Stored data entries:
'''

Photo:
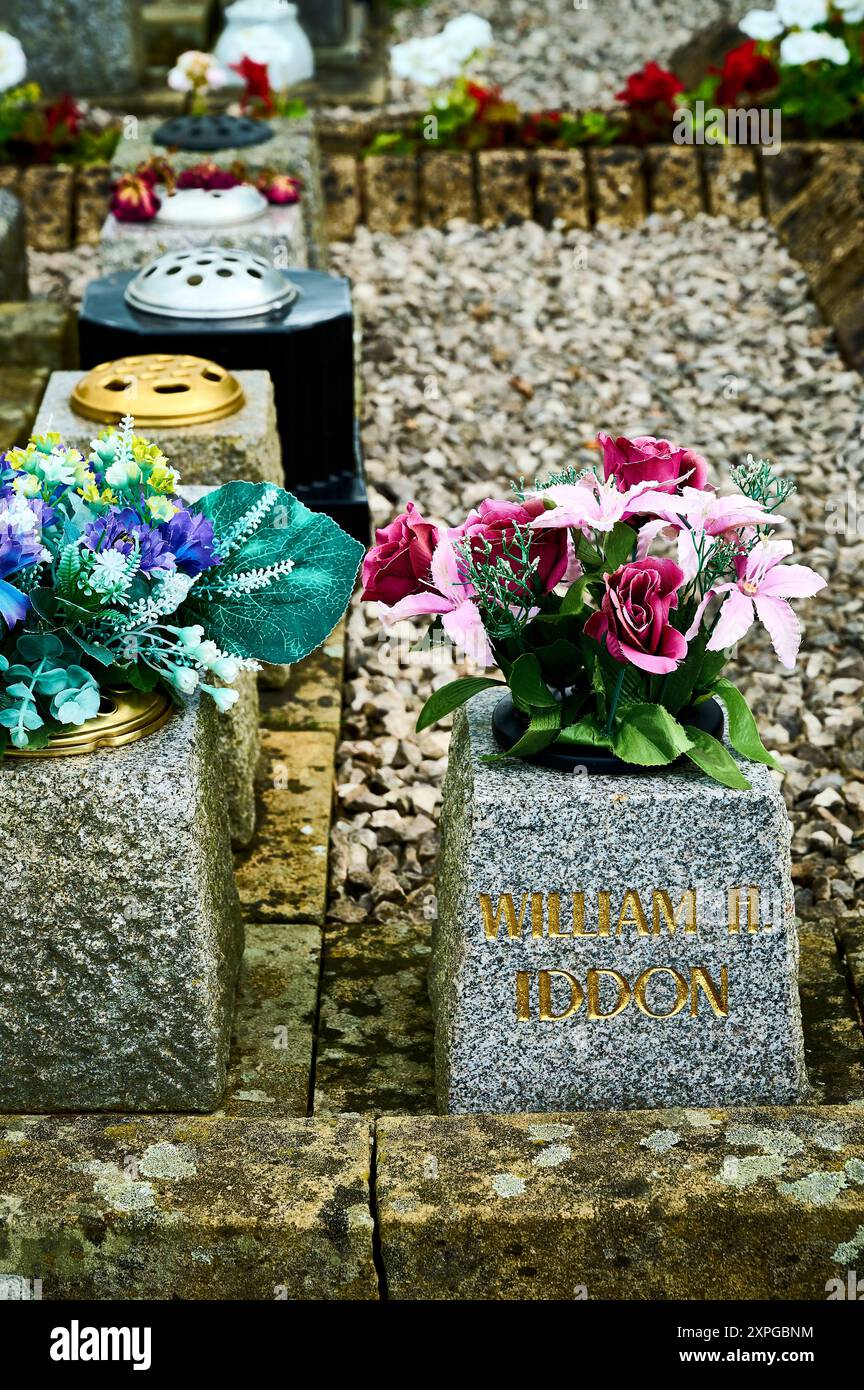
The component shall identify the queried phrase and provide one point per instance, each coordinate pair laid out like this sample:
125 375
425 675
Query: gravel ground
496 355
556 53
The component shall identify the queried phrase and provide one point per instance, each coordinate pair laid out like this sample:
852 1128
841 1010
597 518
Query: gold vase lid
159 389
125 716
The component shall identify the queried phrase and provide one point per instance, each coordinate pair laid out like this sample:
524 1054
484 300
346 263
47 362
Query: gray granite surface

'''

The records above are to be set down exactly as written, with no images.

Photo:
The component shall identify the queried phrase and provide one point per instance, each coordinate pair laid out like this sample:
125 375
425 675
Query: gravel ground
496 355
556 53
The component shall identify the queried phrase and provide one point per instance, each coordinate pair laid out like this sample:
852 1128
841 1010
597 518
Query: gold vase lid
159 389
125 716
The component shall identify the queried phrase and provide one point per instance, each coordinate pair laid out like this sample:
524 1054
484 300
346 263
47 362
Query: gray granite surface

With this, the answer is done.